▶ WHAT NEEDS TO BE DONE
Show each line of the entries below that contains the string "polo". Case counts.

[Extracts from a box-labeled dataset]
begin

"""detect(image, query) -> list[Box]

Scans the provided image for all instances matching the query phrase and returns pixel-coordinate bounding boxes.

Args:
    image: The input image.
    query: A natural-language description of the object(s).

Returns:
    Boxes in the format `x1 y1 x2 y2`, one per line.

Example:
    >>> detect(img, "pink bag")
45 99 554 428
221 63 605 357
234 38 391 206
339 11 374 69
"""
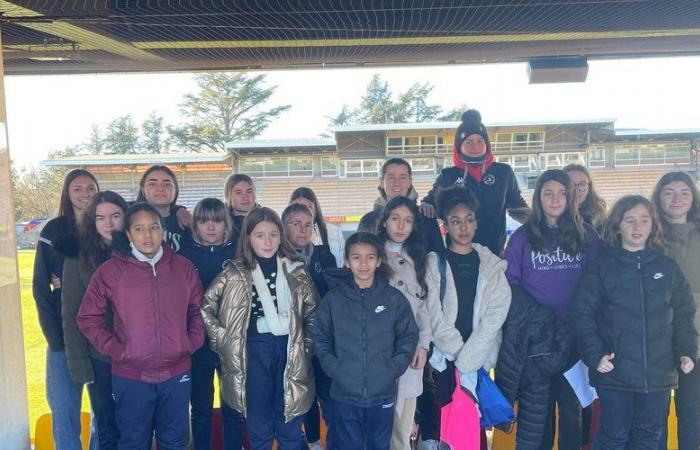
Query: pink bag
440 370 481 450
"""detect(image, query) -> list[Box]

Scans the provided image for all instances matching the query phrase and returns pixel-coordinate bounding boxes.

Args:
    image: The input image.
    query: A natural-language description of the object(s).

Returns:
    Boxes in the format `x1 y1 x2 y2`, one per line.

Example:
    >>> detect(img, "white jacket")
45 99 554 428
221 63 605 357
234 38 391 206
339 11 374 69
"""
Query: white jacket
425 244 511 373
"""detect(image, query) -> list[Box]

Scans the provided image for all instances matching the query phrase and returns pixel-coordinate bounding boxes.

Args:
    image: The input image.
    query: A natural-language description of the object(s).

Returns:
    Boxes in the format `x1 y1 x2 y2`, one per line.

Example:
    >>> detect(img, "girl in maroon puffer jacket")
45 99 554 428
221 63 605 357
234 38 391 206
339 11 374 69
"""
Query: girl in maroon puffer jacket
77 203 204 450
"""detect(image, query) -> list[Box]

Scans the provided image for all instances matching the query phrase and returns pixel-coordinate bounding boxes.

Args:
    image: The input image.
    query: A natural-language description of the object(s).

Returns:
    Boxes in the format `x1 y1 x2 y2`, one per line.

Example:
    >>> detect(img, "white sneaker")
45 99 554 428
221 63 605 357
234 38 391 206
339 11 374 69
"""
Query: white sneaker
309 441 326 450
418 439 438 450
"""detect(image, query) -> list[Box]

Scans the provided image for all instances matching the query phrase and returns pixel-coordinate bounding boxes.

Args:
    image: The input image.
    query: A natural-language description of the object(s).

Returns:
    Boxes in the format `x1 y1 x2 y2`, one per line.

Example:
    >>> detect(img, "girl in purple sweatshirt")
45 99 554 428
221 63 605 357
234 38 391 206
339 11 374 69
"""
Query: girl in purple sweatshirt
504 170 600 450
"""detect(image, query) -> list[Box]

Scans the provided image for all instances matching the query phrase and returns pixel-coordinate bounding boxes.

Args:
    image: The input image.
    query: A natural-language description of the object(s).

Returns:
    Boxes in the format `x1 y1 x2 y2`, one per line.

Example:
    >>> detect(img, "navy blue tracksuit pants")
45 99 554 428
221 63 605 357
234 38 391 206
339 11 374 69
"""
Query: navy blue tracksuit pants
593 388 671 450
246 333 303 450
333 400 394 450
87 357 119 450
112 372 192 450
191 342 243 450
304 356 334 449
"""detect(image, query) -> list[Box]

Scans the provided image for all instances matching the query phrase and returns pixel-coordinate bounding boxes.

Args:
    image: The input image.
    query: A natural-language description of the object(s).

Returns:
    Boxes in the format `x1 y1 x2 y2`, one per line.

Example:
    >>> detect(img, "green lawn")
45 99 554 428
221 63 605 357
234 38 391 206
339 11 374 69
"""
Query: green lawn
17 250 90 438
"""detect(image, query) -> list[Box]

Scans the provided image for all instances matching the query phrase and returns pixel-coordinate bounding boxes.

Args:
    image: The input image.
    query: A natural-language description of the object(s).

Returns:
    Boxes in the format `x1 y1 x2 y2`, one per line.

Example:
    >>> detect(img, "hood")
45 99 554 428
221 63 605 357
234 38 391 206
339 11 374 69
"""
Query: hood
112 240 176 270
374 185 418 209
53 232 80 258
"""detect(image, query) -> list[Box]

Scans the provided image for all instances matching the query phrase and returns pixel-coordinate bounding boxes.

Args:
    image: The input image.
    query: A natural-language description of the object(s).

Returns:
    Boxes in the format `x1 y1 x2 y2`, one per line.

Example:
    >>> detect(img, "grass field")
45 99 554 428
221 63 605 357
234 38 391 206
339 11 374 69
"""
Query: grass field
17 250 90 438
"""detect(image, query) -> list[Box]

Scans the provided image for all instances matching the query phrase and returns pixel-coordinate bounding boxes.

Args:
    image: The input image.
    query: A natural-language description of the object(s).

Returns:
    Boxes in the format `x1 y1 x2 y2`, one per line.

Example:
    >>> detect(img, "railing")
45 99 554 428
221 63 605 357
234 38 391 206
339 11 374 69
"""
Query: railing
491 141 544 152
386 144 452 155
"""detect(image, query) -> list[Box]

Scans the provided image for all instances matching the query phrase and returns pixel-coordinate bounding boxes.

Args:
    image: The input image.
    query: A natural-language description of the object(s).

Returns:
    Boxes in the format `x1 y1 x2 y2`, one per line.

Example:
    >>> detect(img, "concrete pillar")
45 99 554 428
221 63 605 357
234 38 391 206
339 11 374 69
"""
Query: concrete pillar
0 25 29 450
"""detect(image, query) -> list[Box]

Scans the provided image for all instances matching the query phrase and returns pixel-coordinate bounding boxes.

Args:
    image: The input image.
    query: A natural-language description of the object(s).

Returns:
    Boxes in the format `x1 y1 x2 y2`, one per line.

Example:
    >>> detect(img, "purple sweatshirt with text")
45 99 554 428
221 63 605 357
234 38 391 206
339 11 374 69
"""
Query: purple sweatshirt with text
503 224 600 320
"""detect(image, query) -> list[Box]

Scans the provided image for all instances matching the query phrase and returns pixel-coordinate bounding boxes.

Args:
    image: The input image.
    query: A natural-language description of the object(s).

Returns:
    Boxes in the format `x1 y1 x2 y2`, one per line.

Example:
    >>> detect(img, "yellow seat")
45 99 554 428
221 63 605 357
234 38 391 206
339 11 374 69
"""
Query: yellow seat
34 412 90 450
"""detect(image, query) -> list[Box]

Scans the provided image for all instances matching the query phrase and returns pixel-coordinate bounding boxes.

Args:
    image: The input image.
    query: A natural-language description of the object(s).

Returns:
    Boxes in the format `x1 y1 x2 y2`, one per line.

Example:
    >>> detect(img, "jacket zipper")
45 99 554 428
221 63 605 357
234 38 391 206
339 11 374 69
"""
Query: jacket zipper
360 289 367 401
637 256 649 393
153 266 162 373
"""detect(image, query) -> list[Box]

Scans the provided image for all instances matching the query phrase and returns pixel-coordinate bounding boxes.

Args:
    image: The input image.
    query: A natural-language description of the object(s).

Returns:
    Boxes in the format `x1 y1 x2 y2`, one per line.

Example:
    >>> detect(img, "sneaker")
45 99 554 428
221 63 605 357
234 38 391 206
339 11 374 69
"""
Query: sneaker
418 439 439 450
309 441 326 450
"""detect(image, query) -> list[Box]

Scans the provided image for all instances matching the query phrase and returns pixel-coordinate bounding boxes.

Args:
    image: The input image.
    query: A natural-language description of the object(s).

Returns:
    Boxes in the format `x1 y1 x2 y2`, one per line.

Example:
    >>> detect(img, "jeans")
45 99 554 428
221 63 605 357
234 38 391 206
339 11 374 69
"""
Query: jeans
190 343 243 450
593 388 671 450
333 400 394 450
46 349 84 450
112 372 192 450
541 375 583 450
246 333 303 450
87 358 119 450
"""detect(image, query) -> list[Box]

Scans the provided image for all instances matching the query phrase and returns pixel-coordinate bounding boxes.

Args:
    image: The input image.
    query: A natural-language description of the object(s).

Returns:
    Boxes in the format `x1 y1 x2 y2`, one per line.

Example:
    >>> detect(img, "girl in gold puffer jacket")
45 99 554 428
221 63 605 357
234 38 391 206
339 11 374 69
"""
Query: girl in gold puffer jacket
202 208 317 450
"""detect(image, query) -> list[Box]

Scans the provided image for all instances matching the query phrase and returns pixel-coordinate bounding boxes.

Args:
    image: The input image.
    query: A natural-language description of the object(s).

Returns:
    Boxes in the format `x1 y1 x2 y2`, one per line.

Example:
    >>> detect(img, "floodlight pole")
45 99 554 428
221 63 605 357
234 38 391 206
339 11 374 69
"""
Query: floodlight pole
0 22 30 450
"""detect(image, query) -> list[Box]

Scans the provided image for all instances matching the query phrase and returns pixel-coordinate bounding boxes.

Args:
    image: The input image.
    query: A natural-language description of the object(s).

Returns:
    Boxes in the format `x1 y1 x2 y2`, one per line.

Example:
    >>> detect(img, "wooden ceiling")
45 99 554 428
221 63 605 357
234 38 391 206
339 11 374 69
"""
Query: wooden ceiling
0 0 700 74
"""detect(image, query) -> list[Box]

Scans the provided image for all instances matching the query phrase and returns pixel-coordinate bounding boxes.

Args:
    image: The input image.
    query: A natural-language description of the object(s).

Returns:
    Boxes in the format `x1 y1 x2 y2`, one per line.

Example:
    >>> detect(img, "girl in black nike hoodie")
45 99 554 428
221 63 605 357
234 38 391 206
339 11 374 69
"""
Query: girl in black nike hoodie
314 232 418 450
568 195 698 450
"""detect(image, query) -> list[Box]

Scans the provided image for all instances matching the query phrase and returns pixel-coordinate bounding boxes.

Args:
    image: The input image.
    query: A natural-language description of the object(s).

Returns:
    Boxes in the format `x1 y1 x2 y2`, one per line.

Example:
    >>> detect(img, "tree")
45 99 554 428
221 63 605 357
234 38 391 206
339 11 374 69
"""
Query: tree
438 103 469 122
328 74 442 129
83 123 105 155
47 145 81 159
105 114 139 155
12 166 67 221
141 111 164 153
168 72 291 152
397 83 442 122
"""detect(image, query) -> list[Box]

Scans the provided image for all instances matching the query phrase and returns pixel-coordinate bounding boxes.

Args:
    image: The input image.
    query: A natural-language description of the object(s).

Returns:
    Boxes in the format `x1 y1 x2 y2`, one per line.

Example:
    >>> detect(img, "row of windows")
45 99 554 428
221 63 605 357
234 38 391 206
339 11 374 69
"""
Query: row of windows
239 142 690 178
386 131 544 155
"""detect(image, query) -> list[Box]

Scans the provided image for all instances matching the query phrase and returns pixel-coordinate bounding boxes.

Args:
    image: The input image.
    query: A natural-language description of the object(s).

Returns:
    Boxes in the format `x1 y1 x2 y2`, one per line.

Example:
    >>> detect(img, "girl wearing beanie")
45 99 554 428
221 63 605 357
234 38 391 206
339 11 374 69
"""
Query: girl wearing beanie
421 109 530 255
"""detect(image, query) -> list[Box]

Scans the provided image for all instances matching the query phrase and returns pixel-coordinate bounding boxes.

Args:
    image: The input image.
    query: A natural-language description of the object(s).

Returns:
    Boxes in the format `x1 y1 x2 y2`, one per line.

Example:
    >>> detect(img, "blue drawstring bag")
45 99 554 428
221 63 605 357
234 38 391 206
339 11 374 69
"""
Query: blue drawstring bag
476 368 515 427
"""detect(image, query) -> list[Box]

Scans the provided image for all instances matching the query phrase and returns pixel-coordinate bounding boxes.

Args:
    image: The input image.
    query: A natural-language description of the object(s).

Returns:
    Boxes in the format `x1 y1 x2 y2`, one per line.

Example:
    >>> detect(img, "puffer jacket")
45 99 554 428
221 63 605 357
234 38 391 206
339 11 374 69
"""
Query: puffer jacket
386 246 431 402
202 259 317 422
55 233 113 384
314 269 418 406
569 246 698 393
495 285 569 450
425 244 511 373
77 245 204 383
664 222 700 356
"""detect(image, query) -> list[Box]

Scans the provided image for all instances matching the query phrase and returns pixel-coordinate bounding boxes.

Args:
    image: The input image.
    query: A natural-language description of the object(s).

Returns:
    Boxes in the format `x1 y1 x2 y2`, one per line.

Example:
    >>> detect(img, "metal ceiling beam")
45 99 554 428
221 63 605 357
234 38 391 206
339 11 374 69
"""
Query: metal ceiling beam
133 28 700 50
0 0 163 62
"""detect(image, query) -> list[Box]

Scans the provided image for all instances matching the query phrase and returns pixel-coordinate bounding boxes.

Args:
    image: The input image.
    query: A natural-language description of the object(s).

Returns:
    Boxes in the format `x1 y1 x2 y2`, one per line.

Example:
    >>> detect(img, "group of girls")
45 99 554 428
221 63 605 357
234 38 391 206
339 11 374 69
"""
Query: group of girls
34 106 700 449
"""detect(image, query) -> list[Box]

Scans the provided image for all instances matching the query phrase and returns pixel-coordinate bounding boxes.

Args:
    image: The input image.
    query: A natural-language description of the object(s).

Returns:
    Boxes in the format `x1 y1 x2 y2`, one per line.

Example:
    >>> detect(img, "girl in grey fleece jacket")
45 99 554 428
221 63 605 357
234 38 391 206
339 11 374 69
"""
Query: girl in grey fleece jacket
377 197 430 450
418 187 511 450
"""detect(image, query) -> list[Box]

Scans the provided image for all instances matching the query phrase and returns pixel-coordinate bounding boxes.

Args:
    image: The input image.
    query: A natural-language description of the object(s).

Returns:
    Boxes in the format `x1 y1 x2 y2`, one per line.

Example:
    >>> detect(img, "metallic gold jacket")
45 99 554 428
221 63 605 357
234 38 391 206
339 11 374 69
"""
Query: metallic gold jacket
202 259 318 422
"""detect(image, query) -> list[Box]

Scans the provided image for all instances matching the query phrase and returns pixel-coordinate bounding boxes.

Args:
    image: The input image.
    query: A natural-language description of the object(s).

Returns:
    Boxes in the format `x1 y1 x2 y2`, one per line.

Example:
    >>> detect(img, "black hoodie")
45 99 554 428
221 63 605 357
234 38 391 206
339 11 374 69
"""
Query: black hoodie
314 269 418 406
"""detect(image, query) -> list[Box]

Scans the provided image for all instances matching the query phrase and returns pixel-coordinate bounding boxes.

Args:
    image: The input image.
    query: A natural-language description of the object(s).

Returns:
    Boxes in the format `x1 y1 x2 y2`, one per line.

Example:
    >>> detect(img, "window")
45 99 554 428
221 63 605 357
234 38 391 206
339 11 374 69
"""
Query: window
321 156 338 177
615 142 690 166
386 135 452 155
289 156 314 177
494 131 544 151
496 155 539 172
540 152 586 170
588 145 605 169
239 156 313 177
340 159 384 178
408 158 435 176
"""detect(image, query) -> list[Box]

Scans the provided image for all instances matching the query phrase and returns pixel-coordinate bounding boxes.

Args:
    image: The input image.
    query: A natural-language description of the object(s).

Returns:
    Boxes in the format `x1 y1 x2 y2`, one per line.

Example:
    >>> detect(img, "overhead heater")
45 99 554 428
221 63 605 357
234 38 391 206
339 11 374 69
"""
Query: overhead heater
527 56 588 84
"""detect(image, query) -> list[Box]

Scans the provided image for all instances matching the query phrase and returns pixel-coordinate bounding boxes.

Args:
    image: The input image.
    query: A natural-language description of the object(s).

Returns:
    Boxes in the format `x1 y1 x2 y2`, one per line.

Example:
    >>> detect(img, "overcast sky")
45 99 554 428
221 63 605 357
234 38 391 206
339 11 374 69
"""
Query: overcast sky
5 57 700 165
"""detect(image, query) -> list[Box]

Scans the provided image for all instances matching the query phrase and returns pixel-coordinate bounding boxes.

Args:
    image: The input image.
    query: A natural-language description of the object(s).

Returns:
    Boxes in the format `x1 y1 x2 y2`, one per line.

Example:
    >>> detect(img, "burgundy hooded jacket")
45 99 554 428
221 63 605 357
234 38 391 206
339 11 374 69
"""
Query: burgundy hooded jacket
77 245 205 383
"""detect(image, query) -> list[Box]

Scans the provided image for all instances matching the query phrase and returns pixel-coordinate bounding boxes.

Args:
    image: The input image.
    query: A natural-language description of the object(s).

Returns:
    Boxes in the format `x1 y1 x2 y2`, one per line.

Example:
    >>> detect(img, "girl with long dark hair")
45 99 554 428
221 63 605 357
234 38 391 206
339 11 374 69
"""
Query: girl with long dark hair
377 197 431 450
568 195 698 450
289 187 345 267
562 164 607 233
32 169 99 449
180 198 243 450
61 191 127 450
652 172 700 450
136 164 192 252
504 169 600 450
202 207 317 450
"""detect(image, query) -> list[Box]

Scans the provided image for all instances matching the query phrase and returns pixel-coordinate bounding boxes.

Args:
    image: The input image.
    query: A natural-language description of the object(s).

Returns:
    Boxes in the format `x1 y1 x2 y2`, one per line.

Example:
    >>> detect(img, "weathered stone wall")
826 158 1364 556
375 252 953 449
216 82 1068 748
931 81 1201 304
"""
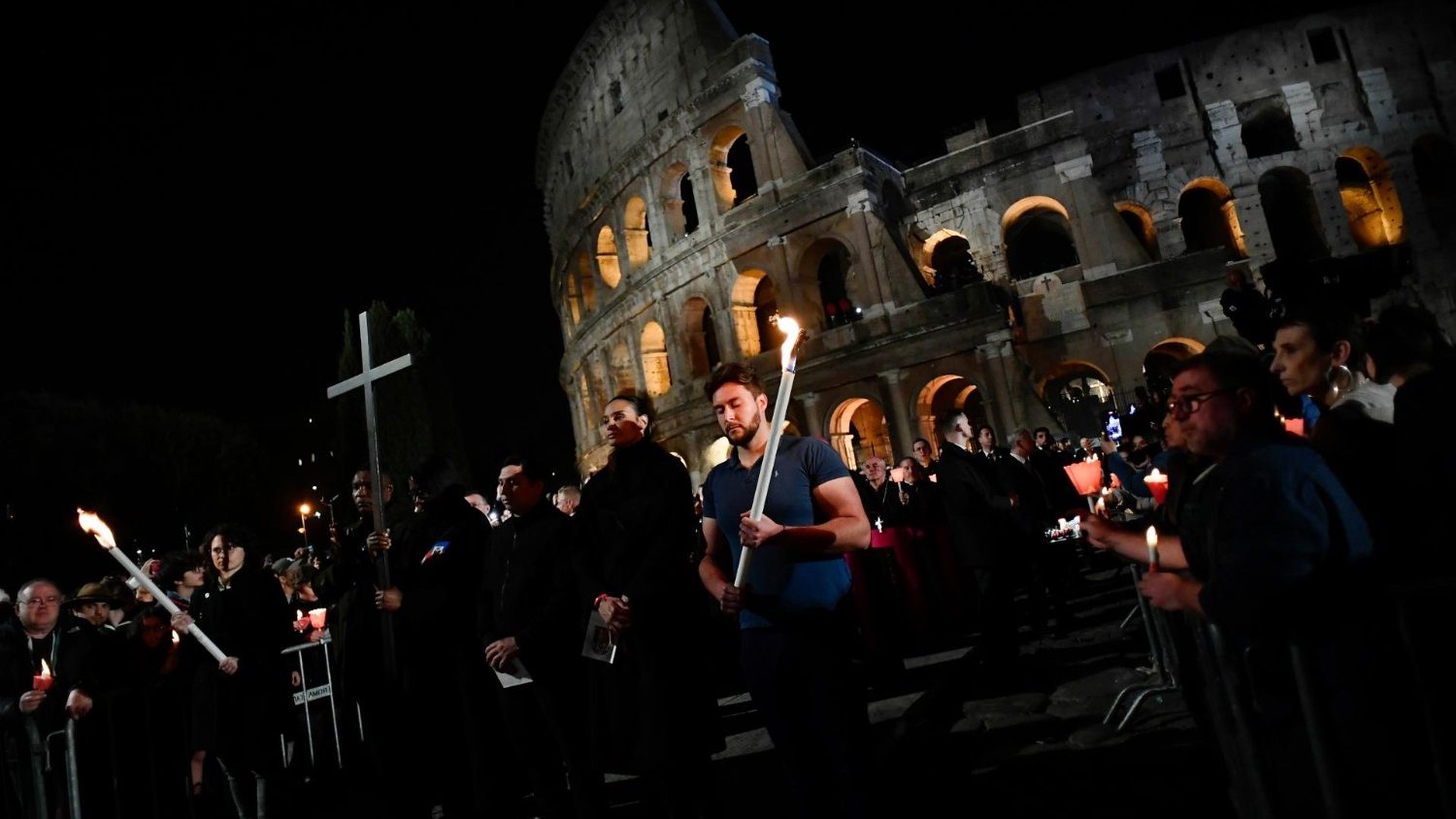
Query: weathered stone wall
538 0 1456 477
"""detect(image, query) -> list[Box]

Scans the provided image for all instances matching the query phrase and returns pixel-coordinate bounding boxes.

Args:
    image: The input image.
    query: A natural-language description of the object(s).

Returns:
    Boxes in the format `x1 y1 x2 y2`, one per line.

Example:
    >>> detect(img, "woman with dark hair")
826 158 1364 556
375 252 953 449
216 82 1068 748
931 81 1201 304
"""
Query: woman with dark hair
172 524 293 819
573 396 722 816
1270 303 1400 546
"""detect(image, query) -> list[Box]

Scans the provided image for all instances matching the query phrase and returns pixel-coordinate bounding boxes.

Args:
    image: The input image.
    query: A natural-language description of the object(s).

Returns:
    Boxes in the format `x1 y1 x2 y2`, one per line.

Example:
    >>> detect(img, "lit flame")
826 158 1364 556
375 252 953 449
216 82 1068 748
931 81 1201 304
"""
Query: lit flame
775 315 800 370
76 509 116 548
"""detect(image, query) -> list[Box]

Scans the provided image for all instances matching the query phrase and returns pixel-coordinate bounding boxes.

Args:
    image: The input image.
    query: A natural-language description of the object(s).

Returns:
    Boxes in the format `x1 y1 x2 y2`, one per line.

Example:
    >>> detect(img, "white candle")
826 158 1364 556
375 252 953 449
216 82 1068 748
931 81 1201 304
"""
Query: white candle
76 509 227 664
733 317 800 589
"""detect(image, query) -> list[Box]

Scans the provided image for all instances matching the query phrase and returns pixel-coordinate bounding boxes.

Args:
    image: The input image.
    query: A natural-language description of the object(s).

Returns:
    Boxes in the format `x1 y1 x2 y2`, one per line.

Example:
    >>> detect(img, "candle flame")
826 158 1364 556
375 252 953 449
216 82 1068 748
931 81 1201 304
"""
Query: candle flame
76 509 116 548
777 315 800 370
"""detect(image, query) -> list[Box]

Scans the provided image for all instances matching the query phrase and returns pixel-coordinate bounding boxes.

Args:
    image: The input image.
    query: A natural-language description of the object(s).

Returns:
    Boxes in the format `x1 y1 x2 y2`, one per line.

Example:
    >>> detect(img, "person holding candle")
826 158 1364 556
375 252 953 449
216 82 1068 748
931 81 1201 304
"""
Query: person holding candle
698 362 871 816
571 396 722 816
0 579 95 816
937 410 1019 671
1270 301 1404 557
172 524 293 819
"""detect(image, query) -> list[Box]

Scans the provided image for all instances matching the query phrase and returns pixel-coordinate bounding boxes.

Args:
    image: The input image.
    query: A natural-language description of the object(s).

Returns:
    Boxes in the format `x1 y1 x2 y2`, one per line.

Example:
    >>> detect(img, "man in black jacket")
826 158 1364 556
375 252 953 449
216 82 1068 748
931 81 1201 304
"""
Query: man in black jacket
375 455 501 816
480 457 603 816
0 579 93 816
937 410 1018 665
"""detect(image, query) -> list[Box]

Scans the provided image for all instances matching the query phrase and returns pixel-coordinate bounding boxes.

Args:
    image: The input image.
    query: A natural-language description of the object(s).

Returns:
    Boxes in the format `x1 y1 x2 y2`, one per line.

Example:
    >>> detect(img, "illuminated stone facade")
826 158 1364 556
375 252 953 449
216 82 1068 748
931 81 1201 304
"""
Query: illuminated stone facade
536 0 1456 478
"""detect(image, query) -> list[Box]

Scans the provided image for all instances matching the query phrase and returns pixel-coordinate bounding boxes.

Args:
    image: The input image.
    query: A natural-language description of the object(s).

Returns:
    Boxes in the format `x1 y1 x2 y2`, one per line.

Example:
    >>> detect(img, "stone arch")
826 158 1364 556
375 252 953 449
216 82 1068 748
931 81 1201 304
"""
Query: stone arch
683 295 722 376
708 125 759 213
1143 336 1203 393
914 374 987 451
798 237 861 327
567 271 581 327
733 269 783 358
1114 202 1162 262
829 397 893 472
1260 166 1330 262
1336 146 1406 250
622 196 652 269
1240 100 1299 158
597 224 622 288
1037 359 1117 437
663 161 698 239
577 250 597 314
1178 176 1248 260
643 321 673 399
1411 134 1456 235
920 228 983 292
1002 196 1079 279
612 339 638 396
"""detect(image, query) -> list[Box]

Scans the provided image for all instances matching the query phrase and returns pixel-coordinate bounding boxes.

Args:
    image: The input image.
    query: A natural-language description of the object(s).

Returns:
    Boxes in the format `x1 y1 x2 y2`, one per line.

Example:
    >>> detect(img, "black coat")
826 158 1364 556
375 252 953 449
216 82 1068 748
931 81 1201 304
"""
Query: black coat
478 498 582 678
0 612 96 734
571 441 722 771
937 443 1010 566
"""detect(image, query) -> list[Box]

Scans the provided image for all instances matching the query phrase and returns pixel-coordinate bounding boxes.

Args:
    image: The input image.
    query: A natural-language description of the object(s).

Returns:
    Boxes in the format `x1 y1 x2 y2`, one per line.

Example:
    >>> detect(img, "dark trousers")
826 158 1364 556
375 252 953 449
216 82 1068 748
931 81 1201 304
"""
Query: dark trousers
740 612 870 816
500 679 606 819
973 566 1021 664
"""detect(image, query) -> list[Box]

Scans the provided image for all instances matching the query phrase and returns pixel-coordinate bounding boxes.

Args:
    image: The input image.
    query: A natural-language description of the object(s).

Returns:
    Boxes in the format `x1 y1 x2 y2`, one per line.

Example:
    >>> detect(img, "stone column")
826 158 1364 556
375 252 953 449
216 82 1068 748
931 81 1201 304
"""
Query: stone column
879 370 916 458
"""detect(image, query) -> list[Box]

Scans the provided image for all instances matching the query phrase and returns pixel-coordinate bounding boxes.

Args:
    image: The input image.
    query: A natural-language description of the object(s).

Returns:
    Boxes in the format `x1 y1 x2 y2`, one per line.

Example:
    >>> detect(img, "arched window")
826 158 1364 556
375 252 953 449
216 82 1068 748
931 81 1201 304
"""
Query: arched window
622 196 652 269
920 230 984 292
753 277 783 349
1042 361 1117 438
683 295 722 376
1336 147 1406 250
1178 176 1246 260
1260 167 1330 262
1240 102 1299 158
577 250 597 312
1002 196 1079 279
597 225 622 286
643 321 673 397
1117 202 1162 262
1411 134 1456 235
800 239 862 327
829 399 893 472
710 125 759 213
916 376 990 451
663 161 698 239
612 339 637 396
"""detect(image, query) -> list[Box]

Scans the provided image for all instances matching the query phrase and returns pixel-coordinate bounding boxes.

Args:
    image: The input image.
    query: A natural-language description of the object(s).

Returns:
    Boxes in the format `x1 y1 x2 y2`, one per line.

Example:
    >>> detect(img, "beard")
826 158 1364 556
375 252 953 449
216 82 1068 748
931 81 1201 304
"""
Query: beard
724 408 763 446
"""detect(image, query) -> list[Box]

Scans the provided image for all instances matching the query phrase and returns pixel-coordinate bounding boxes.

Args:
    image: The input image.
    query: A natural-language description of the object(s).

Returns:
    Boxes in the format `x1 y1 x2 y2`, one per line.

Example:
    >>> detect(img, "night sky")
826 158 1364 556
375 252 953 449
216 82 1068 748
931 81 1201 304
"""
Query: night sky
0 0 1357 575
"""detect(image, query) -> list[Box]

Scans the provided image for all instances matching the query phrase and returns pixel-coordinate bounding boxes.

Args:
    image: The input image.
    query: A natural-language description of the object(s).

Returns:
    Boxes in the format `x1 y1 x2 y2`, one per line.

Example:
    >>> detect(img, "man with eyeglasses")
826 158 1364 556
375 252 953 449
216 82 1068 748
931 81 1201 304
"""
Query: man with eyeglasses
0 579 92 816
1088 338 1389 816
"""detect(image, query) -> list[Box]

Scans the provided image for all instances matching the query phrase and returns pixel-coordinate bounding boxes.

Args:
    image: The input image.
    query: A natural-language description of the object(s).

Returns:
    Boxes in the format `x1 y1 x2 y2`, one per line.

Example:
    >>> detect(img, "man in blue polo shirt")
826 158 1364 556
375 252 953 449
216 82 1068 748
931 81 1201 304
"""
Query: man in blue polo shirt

end

▶ WORKED ANSWER
    >>> detect(img, "man in blue polo shirt")
Query: man in blue polo shirt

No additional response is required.